--- STATED EXERCISE ---
Would you set down every entry shown below, precisely as written?

--- RECORDS SHOWN ---
§ §

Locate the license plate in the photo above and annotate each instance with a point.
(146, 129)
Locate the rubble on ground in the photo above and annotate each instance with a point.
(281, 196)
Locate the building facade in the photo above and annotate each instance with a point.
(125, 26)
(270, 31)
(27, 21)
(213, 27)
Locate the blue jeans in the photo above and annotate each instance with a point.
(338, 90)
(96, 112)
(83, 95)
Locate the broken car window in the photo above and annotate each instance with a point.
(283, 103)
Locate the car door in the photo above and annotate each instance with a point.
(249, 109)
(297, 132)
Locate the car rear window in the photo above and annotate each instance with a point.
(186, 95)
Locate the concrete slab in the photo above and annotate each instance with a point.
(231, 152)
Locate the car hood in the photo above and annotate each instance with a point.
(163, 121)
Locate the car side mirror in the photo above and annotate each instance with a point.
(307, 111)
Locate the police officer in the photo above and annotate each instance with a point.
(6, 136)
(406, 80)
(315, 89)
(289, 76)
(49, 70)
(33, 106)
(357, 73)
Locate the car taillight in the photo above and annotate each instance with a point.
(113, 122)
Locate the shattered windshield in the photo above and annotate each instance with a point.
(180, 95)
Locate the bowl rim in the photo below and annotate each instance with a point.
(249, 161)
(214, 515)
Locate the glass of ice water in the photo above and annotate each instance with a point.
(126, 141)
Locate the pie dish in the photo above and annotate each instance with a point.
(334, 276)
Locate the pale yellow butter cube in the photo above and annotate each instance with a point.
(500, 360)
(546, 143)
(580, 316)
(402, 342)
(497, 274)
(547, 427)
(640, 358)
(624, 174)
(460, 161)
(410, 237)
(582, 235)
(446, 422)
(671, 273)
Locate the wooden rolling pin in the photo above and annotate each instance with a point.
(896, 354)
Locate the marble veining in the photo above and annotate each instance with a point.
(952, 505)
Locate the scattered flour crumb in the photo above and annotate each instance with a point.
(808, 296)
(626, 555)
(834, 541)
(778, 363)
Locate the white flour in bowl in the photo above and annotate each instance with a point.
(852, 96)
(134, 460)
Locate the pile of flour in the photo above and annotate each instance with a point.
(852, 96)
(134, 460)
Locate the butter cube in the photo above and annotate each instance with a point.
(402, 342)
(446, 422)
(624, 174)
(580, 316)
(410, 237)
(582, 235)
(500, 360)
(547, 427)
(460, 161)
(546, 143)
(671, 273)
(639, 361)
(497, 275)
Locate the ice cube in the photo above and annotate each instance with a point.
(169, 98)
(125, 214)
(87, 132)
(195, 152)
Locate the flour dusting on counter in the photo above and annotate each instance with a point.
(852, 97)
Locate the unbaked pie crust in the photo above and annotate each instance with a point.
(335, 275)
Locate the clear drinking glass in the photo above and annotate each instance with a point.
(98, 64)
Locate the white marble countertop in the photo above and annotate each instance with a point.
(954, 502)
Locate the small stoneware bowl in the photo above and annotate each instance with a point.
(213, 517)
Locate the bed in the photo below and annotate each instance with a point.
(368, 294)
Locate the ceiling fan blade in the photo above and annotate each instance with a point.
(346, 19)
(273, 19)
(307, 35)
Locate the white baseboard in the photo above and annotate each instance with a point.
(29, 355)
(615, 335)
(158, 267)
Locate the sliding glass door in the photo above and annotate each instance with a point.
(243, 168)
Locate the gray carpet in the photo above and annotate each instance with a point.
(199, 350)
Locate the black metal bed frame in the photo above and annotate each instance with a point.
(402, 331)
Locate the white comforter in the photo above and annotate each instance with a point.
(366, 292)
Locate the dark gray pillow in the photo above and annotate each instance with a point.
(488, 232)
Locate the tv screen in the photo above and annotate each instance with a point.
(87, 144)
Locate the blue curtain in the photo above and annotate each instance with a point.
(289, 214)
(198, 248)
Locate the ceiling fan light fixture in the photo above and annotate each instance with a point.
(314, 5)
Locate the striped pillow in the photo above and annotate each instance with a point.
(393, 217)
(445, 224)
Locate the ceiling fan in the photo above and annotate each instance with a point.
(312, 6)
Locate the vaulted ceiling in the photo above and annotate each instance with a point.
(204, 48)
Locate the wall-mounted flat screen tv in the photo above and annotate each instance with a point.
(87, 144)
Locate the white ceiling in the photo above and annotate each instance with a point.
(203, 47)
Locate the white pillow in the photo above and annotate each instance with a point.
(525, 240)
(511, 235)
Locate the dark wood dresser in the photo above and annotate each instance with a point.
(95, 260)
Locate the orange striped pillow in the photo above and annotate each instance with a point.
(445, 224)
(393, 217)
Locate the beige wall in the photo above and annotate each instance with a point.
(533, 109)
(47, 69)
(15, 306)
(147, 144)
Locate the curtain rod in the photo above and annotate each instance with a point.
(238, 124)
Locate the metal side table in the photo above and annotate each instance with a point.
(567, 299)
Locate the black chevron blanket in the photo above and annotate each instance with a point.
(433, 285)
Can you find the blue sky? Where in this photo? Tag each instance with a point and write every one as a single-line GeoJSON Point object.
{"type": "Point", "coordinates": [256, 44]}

§ §

--- WORKED SOLUTION ---
Locate the license plate in the photo above and annotate each instance with a point.
(146, 129)
Locate the rubble on ground in the photo above and annotate each instance with a point.
(281, 196)
Locate the building facade in the photo above and annotate each instance with a point.
(125, 26)
(270, 31)
(27, 21)
(213, 27)
Locate the blue jeans in the photo above and annotate each instance with a point.
(338, 90)
(96, 112)
(83, 95)
Locate the broken car window in the photo above and annotate each instance with a point.
(283, 103)
Locate the car door in the photo above and annotate each instance with a point.
(249, 109)
(297, 132)
Locate the car rear window in the photo above and annotate each instance with a point.
(186, 95)
Locate the concrete slab in the photo above and annotate each instance with a point.
(231, 152)
Locate the car hood in the photo above and annotate each instance with a point.
(163, 121)
Locate the car side mirror in the photo above and annotate each instance with a point.
(307, 111)
Locate the police officer in the photo above and annotate each instance with a point.
(6, 136)
(406, 80)
(315, 89)
(289, 76)
(49, 70)
(33, 106)
(357, 73)
Locate the car taillight in the photo above and annotate each instance with a point.
(113, 122)
Locate the shattered windshield in the photo above and annotate each instance with a point.
(180, 95)
Locate the bowl rim in the photo below and annotate each instance with a point.
(249, 161)
(214, 515)
Locate the glass of ice water in the photo above and annotate each instance with a point.
(126, 141)
Locate the pie dish in the photo above and annotate each instance with a point.
(334, 276)
Locate the pale yellow butter cube in the photo above and annotate each instance with a point.
(500, 360)
(546, 143)
(580, 316)
(402, 342)
(497, 274)
(547, 427)
(640, 358)
(624, 174)
(460, 161)
(410, 237)
(582, 235)
(446, 422)
(671, 273)
Locate the wooden rolling pin in the photo above and annotate each instance with a point.
(896, 354)
Locate the marble veining in the photo above and annotate each instance with a point.
(952, 505)
Locate the scattered flour crumb in the photo above and annotate each instance with a point.
(808, 296)
(626, 555)
(834, 541)
(778, 363)
Locate the white flour in bowl in the photo above and annotate each instance with a point.
(852, 96)
(134, 460)
Locate the pile of flour in the photo above and annotate each instance with a point.
(852, 96)
(134, 460)
Locate the butter cube in the photo above and annotate each instance with a point.
(402, 342)
(446, 422)
(624, 174)
(580, 316)
(410, 237)
(582, 235)
(500, 360)
(547, 427)
(460, 161)
(546, 143)
(671, 273)
(639, 361)
(497, 275)
Locate the ice cube in the photo above and annotate each instance with a point.
(169, 98)
(125, 214)
(87, 132)
(195, 152)
Locate the flour dusting on counter in the photo above and annotate each instance with a point.
(852, 97)
Locate the unbaked pie crust in the photo above and annotate each instance with a point.
(335, 275)
Locate the clear drinking glass in the photo above and annotate each instance with a point.
(98, 64)
Locate the white marble countertop in the photo above and annotate each instance with a point.
(954, 502)
Locate the small stoneware bowl in the photo above and annotate each instance with a point.
(213, 517)
Locate the bed in the photo below and annotate each instance with a point.
(368, 294)
Locate the ceiling fan blade in the photo above and annotate each instance with a point.
(346, 19)
(273, 19)
(307, 35)
Locate the white baseboard in the photo above and annotate each instance with a point.
(29, 355)
(615, 335)
(158, 267)
Locate the sliding glass door in the photo above and annotate each instance with a point.
(243, 168)
Locate the gray carpet in the photo above and annotate each instance with a point.
(199, 350)
Locate the black metal bed frame in the photo above and annotate each instance with a point.
(402, 331)
Locate the white comforter in the photo above and annotate each instance with a point.
(366, 292)
Locate the dark gray pillow in the photo above and annotate each instance with a point.
(488, 232)
Locate the tv screen in the photo above and annotate each instance with a point.
(87, 144)
Locate the blue curtain in the photo above and annotate each instance with a point.
(289, 214)
(198, 248)
Locate the ceiling fan light fixture in the photo above and annotate each instance with a point.
(314, 5)
Locate the striped pillow in the photo above and annotate each instance with a point.
(393, 217)
(445, 224)
Locate the ceiling fan in the photo above and annotate each instance with a point.
(312, 6)
Locate the vaulted ceiling in the photo above and annotate each instance with a point.
(204, 48)
Locate the wall-mounted flat screen tv in the photo above and annotate each instance with a point.
(87, 144)
Locate the white ceiling in the photo above and annotate each instance with a point.
(203, 47)
Locate the white pillow in the photo above and annotate each instance with a point.
(525, 240)
(511, 235)
Locate the dark wood dresser in the photo above and annotate each instance with a point.
(95, 260)
Locate the orange striped pillow in the photo above and annotate each instance with a point.
(445, 224)
(393, 217)
Locate the beige wall in the photo above and annotate each instance with a point.
(533, 109)
(47, 69)
(15, 306)
(147, 144)
Locate the curtain rod in the photo above and annotate each instance with a point.
(238, 124)
Locate the metal side table in the photo above and annotate each instance with a point.
(567, 299)
Locate the black chevron blanket in the photo above and annotate each instance with a point.
(433, 285)
Can you find the blue sky? Where in this photo? Tag each instance with a point and write every one as a single-line GeoJSON Point object.
{"type": "Point", "coordinates": [256, 44]}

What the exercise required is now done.